------ SUPPLIED ENTRIES

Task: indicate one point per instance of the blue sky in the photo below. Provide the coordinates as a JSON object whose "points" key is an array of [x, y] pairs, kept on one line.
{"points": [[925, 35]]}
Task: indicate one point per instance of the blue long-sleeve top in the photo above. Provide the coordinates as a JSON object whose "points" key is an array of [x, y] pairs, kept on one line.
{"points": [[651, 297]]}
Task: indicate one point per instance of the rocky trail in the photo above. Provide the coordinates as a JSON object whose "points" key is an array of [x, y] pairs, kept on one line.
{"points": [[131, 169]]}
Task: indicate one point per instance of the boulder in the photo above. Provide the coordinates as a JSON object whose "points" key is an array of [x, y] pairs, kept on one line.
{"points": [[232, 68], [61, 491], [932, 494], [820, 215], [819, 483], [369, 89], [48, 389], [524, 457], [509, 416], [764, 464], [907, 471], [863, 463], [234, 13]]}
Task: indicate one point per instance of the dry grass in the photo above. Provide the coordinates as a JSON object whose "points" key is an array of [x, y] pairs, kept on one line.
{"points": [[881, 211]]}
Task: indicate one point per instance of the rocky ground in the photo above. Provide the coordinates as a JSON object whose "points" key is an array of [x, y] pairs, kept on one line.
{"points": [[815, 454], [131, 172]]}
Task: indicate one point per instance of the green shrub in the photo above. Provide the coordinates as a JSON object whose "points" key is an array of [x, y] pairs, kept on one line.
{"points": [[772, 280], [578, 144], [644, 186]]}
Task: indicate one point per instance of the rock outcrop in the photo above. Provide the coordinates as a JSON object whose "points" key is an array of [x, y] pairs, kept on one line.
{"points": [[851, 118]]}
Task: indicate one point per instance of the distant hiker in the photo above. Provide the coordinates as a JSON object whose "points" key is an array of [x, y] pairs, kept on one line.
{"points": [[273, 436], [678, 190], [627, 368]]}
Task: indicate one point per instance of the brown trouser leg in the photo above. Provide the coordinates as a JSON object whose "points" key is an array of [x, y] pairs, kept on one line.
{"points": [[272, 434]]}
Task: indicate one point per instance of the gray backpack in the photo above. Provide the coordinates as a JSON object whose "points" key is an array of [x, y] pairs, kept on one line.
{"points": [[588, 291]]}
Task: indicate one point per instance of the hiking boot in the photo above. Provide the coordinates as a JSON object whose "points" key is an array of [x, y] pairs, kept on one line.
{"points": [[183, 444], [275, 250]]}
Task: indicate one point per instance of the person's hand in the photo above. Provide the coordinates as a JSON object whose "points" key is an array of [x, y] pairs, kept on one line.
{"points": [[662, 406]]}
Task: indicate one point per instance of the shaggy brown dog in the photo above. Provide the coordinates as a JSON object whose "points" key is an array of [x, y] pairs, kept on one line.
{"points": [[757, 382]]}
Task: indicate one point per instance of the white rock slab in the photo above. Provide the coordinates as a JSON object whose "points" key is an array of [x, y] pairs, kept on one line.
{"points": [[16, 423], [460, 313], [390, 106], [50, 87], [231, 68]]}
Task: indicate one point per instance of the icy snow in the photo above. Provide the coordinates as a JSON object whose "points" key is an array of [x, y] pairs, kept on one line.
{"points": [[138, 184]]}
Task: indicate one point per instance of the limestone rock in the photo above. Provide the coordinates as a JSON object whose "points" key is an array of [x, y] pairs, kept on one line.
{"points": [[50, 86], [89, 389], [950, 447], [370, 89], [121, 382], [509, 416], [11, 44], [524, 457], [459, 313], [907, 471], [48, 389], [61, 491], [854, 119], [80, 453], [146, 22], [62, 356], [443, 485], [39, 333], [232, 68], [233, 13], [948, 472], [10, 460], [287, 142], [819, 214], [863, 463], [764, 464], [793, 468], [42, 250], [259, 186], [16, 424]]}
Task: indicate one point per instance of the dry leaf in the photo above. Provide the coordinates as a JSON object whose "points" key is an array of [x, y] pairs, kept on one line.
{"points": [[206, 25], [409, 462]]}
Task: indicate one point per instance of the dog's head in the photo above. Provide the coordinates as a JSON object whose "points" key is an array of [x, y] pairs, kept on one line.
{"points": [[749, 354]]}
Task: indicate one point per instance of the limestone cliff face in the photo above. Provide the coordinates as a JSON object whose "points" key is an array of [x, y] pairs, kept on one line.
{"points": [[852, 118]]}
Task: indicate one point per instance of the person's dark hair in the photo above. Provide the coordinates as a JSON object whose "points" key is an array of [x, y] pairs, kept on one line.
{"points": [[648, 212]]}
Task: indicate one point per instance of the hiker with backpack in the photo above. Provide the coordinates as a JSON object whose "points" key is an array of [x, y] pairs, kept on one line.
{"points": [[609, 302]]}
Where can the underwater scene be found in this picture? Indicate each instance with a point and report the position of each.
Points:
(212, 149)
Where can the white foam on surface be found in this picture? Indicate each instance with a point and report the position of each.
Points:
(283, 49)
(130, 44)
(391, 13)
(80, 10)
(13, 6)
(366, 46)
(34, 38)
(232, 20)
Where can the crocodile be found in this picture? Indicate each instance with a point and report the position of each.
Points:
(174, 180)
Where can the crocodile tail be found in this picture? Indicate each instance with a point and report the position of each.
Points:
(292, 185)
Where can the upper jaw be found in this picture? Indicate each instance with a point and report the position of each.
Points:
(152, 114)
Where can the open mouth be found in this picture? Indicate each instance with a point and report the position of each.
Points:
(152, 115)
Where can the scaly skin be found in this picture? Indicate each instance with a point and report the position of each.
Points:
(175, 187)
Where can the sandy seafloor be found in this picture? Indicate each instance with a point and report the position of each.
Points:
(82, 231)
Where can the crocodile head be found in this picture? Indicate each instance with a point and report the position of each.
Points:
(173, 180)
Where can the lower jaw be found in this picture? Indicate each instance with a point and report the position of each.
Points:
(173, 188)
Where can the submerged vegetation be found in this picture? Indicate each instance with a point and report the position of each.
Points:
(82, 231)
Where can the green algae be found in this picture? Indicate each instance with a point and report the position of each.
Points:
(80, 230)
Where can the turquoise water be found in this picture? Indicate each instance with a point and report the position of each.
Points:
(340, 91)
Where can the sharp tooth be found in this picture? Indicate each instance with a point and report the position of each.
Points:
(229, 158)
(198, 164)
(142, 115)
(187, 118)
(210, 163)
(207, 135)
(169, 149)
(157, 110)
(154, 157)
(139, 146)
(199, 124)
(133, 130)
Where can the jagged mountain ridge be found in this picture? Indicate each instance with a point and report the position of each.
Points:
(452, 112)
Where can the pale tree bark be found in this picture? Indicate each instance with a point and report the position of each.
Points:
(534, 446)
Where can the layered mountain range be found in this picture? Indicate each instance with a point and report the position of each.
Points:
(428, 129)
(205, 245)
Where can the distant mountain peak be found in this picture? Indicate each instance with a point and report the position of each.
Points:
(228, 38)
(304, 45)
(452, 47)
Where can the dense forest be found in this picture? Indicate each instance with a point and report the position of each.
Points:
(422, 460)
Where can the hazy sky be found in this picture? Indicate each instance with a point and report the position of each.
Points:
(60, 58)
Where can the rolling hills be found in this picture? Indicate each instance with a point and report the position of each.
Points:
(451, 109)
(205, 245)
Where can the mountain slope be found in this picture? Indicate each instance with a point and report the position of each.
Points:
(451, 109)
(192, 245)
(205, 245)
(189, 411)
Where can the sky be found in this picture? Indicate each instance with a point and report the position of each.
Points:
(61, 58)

------------

* _WORK TO COMPLETE_
Return a faithful copy of all the records above.

* _SOLUTION TO THE PROBLEM_
Task: indicate one point per instance of the blue sky in the photo below. Provide the coordinates as a JSON object whose "points" key is an array of [x, y] pairs, kept on one line.
{"points": [[925, 35]]}
Task: indicate one point per instance of the blue long-sleeve top in the photo above. Provide the coordinates as a JSON object whose "points" key is an array of [x, y] pairs, kept on one line.
{"points": [[651, 297]]}
Task: indicate one point per instance of the rocky trail in the photo above. Provide the coordinates as a JSON object whose "points" key is an array of [x, y] pairs, kept on one line.
{"points": [[131, 169]]}
Task: indicate one point per instance of the boulder in the photo above. Provide the coordinates as a JSON object whose "points" key is an array of [x, y] pairs, kept on one line.
{"points": [[232, 68], [61, 491], [932, 494], [820, 215], [819, 483], [369, 89], [48, 389], [524, 457], [509, 416], [764, 464], [907, 471], [863, 463], [234, 13]]}
Task: indicate one point per instance of the dry grass in the photo above. Provide the coordinates as a JSON object whose "points" key is an array of [x, y] pairs, kept on one line.
{"points": [[881, 211]]}
Task: indicate one point per instance of the rocky ground in the photo above. Provide the coordinates as a JSON object whose "points" key is an array of [x, y] pairs, kept on one line.
{"points": [[815, 454], [131, 172]]}
Task: indicate one point per instance of the green shrub in the photo above. Provide the coordinates as a JSON object whose "points" key is an array of [x, y] pairs, kept on one line.
{"points": [[772, 280], [578, 144], [644, 186]]}
Task: indicate one point per instance of the rock outcrop in the photo above. Provide the coordinates as a JSON object whose "points" key is an array of [x, y] pairs, kept on one line.
{"points": [[851, 118]]}
Task: indicate one point per instance of the distant hiker in the photo above. Provide the coordinates as a JSON object whose "points" key is an array of [x, y] pairs, kept on one line.
{"points": [[273, 436], [678, 190], [627, 368]]}
Task: indicate one point per instance of the brown trouser leg in the photo above. Provide the coordinates as a JSON object whose "points" key is an array of [x, y] pairs, kept on one line.
{"points": [[272, 434]]}
Task: indicate one point per instance of the gray backpack in the photo above. Provide the coordinates as a JSON object whose "points" key is an array of [x, y] pairs, kept on one line.
{"points": [[588, 291]]}
Task: indicate one point per instance of the hiking boot in the photo above. Provide the coordinates as a JSON object whose "points" key is an array of [x, y] pairs, kept on one line.
{"points": [[183, 444], [275, 250]]}
Task: indicate one point per instance of the person's hand in the photo above. Provide the coordinates as a JSON object whose "points" key is an array of [x, y] pairs, kept on one line.
{"points": [[662, 406]]}
Task: indicate one point per instance of the shaggy brown dog in the photo above. Provide the coordinates as a JSON object whose "points" key is an array of [x, y] pairs, kept on one line.
{"points": [[757, 382]]}
Task: indicate one point per instance of the white rock slab in the photo above. Provide the coordinates as a JSON object whose "points" key is an array of [x, y] pairs, kept on one line.
{"points": [[16, 423], [460, 313], [390, 106], [50, 87], [231, 68]]}
Task: indicate one point per instance of the icy snow in the photo above. Provide the coordinates as a JSON object whose "points" key is an array of [x, y] pairs, kept on one line.
{"points": [[138, 184]]}
Task: indicate one point per instance of the limestone rock in the photo above. Provide the coordinates as a JSON object whose "points" key is an array of [x, y] pairs, kept on one line.
{"points": [[50, 86], [89, 389], [950, 447], [370, 89], [121, 382], [509, 416], [11, 44], [524, 457], [459, 313], [907, 471], [48, 389], [61, 491], [854, 119], [80, 453], [146, 22], [62, 356], [443, 485], [39, 333], [232, 68], [233, 13], [948, 472], [10, 460], [287, 142], [819, 214], [863, 463], [764, 464], [793, 468], [42, 250], [259, 186], [16, 424]]}
Task: indicate one point per instance of the dry leaf in the photo above. Provide the coordinates as a JSON object whose "points" key is an array of [x, y] pairs, kept on one line.
{"points": [[206, 25], [409, 462]]}
Task: indicate one point per instance of the dog's head in the photo above. Provide the coordinates as a JSON object whose "points" key is an array of [x, y] pairs, kept on one line.
{"points": [[749, 354]]}
Task: indicate one point per instance of the limestone cliff face in the photo above. Provide the coordinates as a JSON object whose "points" key is an array of [x, y] pairs, kept on one line.
{"points": [[852, 118]]}
Task: indicate one point per instance of the person's dark hair in the photo above. Provide the coordinates as a JSON object whose "points" key is an array of [x, y] pairs, kept on one line.
{"points": [[648, 212]]}
Task: indicate one point per instance of the hiker with backpack in the photo above. Provide the coordinates as a JSON object whose "points" key is an array of [x, y] pairs, kept on one line.
{"points": [[609, 302]]}
Where can the underwater scene be found in this picture? Indicate each instance with a point and report the position of each.
Points:
(212, 149)
Where can the white foam on surface be found in this picture? Indicate each instance with a point and report the position of each.
Points:
(283, 49)
(130, 44)
(391, 13)
(80, 10)
(13, 6)
(366, 46)
(34, 38)
(232, 20)
Where can the crocodile be found in this picture? Indicate each instance with a point and report the position of each.
Points:
(174, 180)
Where can the crocodile tail be found in this picture? Indicate each instance with a point and report the position of each.
Points:
(292, 185)
Where can the upper jaw be found in this picture? Indicate each instance with a point and report the position of each.
Points:
(152, 114)
Where can the open mouth be found in this picture? Indicate each instance with a point and report the position of each.
Points:
(152, 115)
Where can the scaly skin be found in this picture? Indicate each instance with a point and report the position of each.
Points:
(175, 187)
Where can the sandy seafloor be found in this picture? Indicate each instance with a point and report the position of each.
Points:
(82, 231)
Where can the crocodile head be found in this picture? Indicate each instance with a point and report the position of each.
Points:
(173, 180)
Where can the lower jaw be found in this picture? Indicate each instance with a point and report the position of each.
Points:
(173, 188)
Where can the submerged vegetation be found in this picture? Indicate each instance with a point and report the position of each.
Points:
(82, 231)
Where can the green algae be found in this picture? Indicate each instance with a point and report the position of each.
Points:
(80, 230)
Where can the turquoise water be found in this picture? Indicate each instance with a point and report the position of each.
Points:
(340, 91)
Where can the sharp tooth be found in this picture? Indicate each instance with a point and report the position of each.
Points:
(229, 158)
(198, 164)
(142, 115)
(187, 118)
(210, 163)
(207, 135)
(169, 149)
(157, 110)
(154, 157)
(139, 146)
(199, 124)
(133, 130)
Where can the jagged mountain ridge be found in this picture? Indicate each instance with a point and report the position of each.
Points:
(452, 112)
Where can the pale tree bark be found in this picture? Indicate each instance with a point and report the position of each.
Points:
(534, 446)
Where can the layered mountain range be found in this picture? Indicate each instance with a point and report the position of each.
Points:
(428, 129)
(205, 245)
Where can the distant mountain peak be found in this picture? Indicate each instance with a point and report the position of each.
Points:
(228, 38)
(304, 45)
(452, 47)
Where can the dense forest be found in this picture? Indicate each instance with a point and report the position of each.
Points:
(422, 460)
Where can the hazy sky be found in this picture? Indicate each instance with a point and report the position of each.
Points:
(60, 58)
Where can the rolling hills be found in this picture? Indicate each instance with a point and report the position of each.
Points:
(451, 109)
(205, 245)
Where can the mountain slope be found in this picture? Indicate each instance with a point and report the position of each.
Points:
(451, 109)
(192, 245)
(205, 245)
(189, 411)
Where can the sky be found in this picture? Indicate each instance with a point and report the position of each.
Points:
(61, 58)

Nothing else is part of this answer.